#### Data under study
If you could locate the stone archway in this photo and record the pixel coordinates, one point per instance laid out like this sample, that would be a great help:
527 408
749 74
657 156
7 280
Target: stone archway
########
- _What to produce_: Every record should be output precisely as it was given.

- _Answer to this problem_:
If you could locate the stone archway in this photo and record the pixel coordinates, one point per instance laid out like this sample, that would be a great help:
527 408
749 74
657 156
7 280
Target: stone archway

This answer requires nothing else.